• What this task involves
Recast every entry below as a two-column CSV with one row per entry, using the column names "entry_text" and "answer". Put each field in double quotes and replace any line breaks inside a field with spaces.

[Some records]
*****

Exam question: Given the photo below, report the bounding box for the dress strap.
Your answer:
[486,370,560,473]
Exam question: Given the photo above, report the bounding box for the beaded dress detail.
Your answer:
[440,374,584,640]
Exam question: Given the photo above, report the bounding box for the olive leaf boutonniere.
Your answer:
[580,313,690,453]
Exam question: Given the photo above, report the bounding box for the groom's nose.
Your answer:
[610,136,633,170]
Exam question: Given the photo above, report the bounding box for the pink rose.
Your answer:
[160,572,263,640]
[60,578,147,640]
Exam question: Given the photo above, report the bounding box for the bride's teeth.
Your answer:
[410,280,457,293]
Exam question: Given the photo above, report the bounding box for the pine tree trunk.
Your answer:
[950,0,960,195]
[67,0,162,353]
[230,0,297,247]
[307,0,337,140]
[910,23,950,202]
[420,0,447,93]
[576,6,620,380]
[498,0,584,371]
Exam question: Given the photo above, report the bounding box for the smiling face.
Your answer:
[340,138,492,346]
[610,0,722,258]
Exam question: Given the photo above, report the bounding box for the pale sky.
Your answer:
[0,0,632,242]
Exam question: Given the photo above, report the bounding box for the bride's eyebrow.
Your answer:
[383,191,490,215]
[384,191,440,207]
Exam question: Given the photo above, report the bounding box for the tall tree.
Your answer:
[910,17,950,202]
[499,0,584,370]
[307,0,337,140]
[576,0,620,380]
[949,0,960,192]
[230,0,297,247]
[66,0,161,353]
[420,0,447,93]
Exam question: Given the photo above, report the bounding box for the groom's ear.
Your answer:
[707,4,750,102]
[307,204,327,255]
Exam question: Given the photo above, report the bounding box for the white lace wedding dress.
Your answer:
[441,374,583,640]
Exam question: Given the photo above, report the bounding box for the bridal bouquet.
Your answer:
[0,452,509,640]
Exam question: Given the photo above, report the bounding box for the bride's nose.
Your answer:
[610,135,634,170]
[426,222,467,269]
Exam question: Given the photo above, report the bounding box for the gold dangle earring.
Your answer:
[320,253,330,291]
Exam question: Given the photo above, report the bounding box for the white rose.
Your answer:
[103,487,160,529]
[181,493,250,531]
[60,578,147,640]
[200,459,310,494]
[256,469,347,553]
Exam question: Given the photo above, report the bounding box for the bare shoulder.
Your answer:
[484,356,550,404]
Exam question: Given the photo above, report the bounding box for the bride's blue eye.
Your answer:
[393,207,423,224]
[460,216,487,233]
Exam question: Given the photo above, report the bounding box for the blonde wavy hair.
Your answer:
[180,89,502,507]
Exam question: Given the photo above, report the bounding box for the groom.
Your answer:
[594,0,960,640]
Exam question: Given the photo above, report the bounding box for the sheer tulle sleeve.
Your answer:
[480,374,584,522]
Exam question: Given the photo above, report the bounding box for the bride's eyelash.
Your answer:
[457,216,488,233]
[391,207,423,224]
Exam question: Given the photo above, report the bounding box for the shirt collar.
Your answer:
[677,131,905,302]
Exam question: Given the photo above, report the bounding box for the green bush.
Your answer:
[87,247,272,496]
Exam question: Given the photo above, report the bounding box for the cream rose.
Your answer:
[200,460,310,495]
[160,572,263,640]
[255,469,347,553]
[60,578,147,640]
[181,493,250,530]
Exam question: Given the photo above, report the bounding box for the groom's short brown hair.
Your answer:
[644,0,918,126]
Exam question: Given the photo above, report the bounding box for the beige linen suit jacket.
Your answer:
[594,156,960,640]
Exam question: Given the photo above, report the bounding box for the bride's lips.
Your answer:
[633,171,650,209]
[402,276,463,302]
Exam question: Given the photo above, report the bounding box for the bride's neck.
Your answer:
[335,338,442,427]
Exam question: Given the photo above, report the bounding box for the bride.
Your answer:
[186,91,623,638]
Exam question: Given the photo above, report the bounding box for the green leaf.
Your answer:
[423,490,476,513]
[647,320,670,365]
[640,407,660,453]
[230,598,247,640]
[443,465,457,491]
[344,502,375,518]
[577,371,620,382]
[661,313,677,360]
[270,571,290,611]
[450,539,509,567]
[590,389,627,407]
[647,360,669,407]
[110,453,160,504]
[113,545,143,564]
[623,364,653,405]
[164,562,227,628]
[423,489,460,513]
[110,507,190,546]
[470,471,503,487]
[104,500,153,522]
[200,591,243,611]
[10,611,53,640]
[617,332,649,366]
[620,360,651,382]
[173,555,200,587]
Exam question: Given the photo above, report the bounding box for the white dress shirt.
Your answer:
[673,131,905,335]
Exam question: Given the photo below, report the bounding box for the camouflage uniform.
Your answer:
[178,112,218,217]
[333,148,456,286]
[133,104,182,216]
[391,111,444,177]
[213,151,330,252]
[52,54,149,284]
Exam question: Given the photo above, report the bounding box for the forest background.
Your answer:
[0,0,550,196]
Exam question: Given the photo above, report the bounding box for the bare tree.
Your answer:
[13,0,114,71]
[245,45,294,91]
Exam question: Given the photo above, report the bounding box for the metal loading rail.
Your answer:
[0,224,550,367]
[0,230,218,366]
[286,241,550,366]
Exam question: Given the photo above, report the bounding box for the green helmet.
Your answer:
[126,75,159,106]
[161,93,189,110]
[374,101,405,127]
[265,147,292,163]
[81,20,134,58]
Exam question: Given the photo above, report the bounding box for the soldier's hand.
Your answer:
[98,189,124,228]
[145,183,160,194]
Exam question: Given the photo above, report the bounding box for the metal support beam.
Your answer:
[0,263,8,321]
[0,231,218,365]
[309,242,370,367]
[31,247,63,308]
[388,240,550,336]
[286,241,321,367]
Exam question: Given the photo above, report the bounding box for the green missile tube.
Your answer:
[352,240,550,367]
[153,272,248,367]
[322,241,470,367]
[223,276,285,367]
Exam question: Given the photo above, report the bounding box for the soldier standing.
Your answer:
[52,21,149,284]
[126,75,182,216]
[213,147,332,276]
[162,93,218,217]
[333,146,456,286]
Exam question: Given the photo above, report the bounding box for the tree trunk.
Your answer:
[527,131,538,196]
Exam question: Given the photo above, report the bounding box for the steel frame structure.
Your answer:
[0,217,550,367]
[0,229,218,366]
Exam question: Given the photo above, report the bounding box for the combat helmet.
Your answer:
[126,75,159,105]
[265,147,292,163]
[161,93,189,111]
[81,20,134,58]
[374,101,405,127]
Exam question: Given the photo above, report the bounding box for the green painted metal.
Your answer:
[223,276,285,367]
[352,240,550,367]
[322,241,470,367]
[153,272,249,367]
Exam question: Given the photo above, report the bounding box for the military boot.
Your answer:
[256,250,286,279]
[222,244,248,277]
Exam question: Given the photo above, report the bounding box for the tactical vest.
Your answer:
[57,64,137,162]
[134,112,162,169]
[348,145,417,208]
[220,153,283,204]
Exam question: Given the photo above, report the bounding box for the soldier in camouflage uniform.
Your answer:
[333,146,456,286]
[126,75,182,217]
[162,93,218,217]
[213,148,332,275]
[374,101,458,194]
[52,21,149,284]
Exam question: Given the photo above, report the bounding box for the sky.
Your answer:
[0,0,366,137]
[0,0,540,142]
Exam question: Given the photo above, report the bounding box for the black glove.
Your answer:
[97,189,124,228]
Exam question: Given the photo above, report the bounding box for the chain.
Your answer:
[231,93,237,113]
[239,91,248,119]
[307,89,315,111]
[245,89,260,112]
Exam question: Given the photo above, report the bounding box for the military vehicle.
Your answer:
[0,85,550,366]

*****

• Answer to this task
entry_text,answer
"Exam question: Given the photo below, report the bounding box for the dress strap. Your answer:","[486,370,560,473]"
"Exam question: Given the photo above, report the bounding box for the beaded dress detail. Your answer:","[440,374,584,640]"
"Exam question: Given the photo above, report the bounding box for the olive leaf boutonniere. Your answer:","[580,313,690,453]"
"Exam question: Given the photo above, report the bounding box for the groom's nose. Your answer:","[610,136,633,170]"
"Exam question: Given the photo above, report the bounding box for the pink rose. Your answer:","[160,572,263,640] [60,578,147,640]"
"Exam question: Given the photo above, report the bounding box for the bride's teeth. Your answer:","[410,280,457,293]"
"Exam question: Given the photo above, report the bounding box for the pine tree trunk. Your answer:","[950,0,960,195] [67,0,162,353] [230,0,297,247] [307,0,337,140] [910,23,950,202] [420,0,447,93] [576,6,620,380] [498,0,584,371]"
"Exam question: Given the photo above, report the bounding box for the smiling face. Your answer:","[340,138,492,346] [610,0,722,258]"
"Exam question: Given the photo above, report the bounding box for the pale sky. Your answer:","[0,0,632,242]"
"Exam question: Given the photo above, report the bounding box for the bride's eyebrow. Your answer:","[383,191,490,215] [384,191,440,207]"
"Exam question: Given the photo above, report the bounding box for the tall tree. Your answer:","[910,17,950,202] [499,0,584,370] [307,0,337,140] [576,0,620,380] [949,0,960,192] [230,0,297,247] [66,0,161,353] [420,0,447,93]"
"Exam question: Given the photo above, report the bounding box for the groom's ear. Your answer:","[707,4,750,102] [307,204,327,255]"
"Exam question: Given the photo above, report the bounding box for the white lace wedding dress. Your answer:","[441,374,583,640]"
"Exam question: Given the photo above, report the bounding box for the bridal bouquet. Your answer:","[0,452,509,640]"
"Exam question: Given the photo above, report the bounding box for the bride's nose. Your answer:","[610,135,634,170] [426,222,467,269]"
"Exam question: Given the photo above, report the bounding box for the gold dangle earring. Your answer:","[320,253,330,291]"
"Exam question: Given the photo above, report the bounding box for the white rose. Your answer:","[103,487,160,529] [181,493,250,531] [60,578,147,640] [200,459,310,494] [256,469,347,553]"
"Exam question: Given the photo above, report the bounding box for the bare shoulder. Your answer:","[484,356,550,404]"
"Exam question: Given the photo above, report the bounding box for the bride's blue eye. Your answer:","[393,207,423,224] [460,216,487,233]"
"Exam question: Given the photo above, report the bounding box for the blonde wavy hair. Your answer:","[180,89,502,507]"
"Exam question: Given the photo above, report the bounding box for the groom. Your answer:","[594,0,960,640]"
"Exam question: Given the photo above, report the bounding box for the sheer tulle sleeve. Your answer:","[480,374,584,522]"
"Exam question: Given the photo above, report the bounding box for the bride's eyelash. Your answer:","[457,216,488,233] [391,207,423,224]"
"Exam question: Given the photo above, report the bounding box for the shirt collar. Your answer:","[677,131,905,302]"
"Exam question: Given the photo above, report the bounding box for the green bush. Your answer:","[87,247,272,496]"
"Exam question: Given the photo above, report the bounding box for the cream rose. Your answer:","[200,460,310,495] [160,572,263,640] [255,469,347,553] [60,578,147,640] [181,493,250,530]"
"Exam question: Given the photo above, report the bounding box for the groom's short brown hair. Your answer:","[644,0,918,126]"
"Exam question: Given the photo above, report the bounding box for the beige linen suit jacket. Your answer:","[594,156,960,640]"
"Exam question: Given the photo above, report the bounding box for the bride's lips. Your answer:","[633,171,650,209] [402,276,463,302]"
"Exam question: Given the photo above, report the bounding box for the bride's neck. Your answer:","[335,338,442,427]"
"Exam question: Given the photo above, report the bounding box for the bride. Your answer:","[186,91,623,638]"
"Exam question: Given the photo above, report the bounding box for the green leaf. Your answer:","[423,490,476,513] [647,320,670,365] [640,407,660,453] [230,598,247,640] [443,465,457,491] [344,502,375,518] [577,371,620,382] [661,313,677,360] [270,571,290,611] [450,539,509,567] [590,389,627,407] [647,360,669,407] [110,453,160,504] [113,545,143,564] [623,364,653,405] [164,562,227,628] [423,489,460,513] [110,507,190,546] [470,471,503,487] [104,500,153,522] [200,591,243,611] [10,611,53,640] [617,332,649,366] [620,360,651,382] [173,555,200,587]"
"Exam question: Given the photo above, report the bounding box for the white dress shirt. Your answer:","[673,131,905,335]"
"Exam question: Given the photo below, report the bounding box for the camouflage uniform. Your answer:","[178,112,218,217] [333,148,456,286] [133,104,182,216] [391,111,444,177] [213,151,330,252] [52,54,149,284]"
"Exam question: Given the photo above, report the bounding box for the forest background. Your answer:","[0,0,550,196]"
"Exam question: Given the photo above, report the bounding box for the bare tree. Your answer:","[13,0,114,71] [245,45,294,91]"
"Exam question: Given the photo above, report the bounding box for the metal loading rail. Your answer:","[0,224,550,367] [0,230,218,366] [286,241,550,366]"
"Exam question: Given the photo above, report the bounding box for the green helmet. Your answer:","[126,75,159,106] [161,93,189,110] [374,101,405,127] [265,147,292,163] [81,20,134,58]"
"Exam question: Given the photo above, report the bounding box for the soldier's hand. Your answer:","[98,189,124,228] [145,183,160,194]"
"Exam question: Given the photo above, report the bounding box for the metal support beam. Your answer:","[0,263,8,321] [0,231,218,365] [309,242,370,367] [31,247,63,308] [388,240,550,336] [286,241,321,367]"
"Exam question: Given the photo above, report the bounding box for the green missile tube. Your answer:","[352,240,550,367] [153,272,248,367] [322,241,470,367] [223,276,285,367]"
"Exam question: Given the photo above, report the bounding box for the soldier standing. Your answer:","[52,21,149,284] [126,75,182,216] [213,147,332,276] [162,93,218,217] [333,146,456,286]"
"Exam question: Given the photo above, report the bounding box for the tree trunk. Your answer:","[527,131,538,196]"
"Exam question: Given the photo above, report the bounding box for the steel frame structure. Your answer:","[0,217,550,367] [0,229,218,366]"
"Exam question: Given the photo above, report the bounding box for the combat helmet. Your answer:","[126,75,159,105] [265,147,292,163] [161,93,189,111] [81,20,134,58] [374,101,405,127]"
"Exam question: Given the photo above, report the bounding box for the green painted metal. Your answer:","[223,276,285,367] [352,240,550,367] [322,241,470,367] [153,272,249,367]"
"Exam question: Given the photo above, report the bounding box for the military boot. Your answer:","[256,250,286,279] [222,244,248,277]"
"Exam question: Given the photo above, report the bounding box for the tactical vest. Your answer:","[57,64,137,162] [134,112,162,169] [348,145,417,208] [220,153,283,204]"
"Exam question: Given the photo above, report the bounding box for the soldier in camouflage uniform. Your answer:","[333,146,456,286] [126,75,182,217] [162,93,218,217] [213,148,332,275] [374,101,458,194] [52,21,149,284]"
"Exam question: Given the photo above, report the bounding box for the sky. Your answer:","[0,0,366,137] [0,0,540,142]"
"Exam question: Given the photo above, report the bounding box for the black glove. Your answer:","[97,189,124,228]"
"Exam question: Given the photo above, report the bounding box for the chain. Your answer:","[231,93,237,113] [239,91,248,119] [307,89,315,111] [245,89,260,112]"
"Exam question: Given the photo above, report the bounding box for the military vehicle. Your answer:","[0,85,550,366]"